Return the part of the items that opens with the line containing "TARGET = hood" and runs to the end of the items, copying each line unchanged and including both ends.

● **Provided information**
──────────

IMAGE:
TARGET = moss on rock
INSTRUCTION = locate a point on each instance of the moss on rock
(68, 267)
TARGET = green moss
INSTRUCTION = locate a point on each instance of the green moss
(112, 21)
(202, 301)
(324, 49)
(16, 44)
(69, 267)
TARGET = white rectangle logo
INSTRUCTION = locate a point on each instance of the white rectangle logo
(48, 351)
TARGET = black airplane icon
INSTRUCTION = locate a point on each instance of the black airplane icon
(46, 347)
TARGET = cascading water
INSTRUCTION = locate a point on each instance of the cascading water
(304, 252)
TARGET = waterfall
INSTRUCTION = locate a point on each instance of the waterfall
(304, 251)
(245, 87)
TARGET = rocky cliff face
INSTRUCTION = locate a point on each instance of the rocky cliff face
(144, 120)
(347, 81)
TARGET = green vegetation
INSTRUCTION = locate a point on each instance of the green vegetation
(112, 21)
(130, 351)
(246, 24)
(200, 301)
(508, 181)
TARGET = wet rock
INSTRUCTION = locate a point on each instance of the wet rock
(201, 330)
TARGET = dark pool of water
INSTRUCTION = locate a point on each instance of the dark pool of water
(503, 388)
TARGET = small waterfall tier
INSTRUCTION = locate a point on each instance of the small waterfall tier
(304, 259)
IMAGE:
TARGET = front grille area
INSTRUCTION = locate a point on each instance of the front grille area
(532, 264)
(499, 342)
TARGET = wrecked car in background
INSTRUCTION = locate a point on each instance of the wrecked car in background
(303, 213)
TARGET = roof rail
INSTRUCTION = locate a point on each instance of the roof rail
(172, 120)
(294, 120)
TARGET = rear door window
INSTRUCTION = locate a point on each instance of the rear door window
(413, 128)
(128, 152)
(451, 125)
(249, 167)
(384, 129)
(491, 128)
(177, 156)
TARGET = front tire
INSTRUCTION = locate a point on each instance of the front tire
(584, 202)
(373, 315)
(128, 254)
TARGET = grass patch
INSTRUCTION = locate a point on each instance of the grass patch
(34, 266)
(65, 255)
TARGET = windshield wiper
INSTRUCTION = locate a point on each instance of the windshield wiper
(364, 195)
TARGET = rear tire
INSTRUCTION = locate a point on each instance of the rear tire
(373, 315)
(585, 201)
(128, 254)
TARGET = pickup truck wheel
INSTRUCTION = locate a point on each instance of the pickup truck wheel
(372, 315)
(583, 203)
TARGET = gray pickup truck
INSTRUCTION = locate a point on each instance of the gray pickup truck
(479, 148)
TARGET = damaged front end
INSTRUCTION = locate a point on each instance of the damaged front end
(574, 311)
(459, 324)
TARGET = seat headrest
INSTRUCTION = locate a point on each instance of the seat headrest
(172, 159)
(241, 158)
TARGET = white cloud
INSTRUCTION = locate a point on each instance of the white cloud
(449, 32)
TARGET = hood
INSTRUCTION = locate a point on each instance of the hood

──────────

● **Answer for this exercise**
TARGET = hood
INSTRUCTION = locate a point on each instance of the hood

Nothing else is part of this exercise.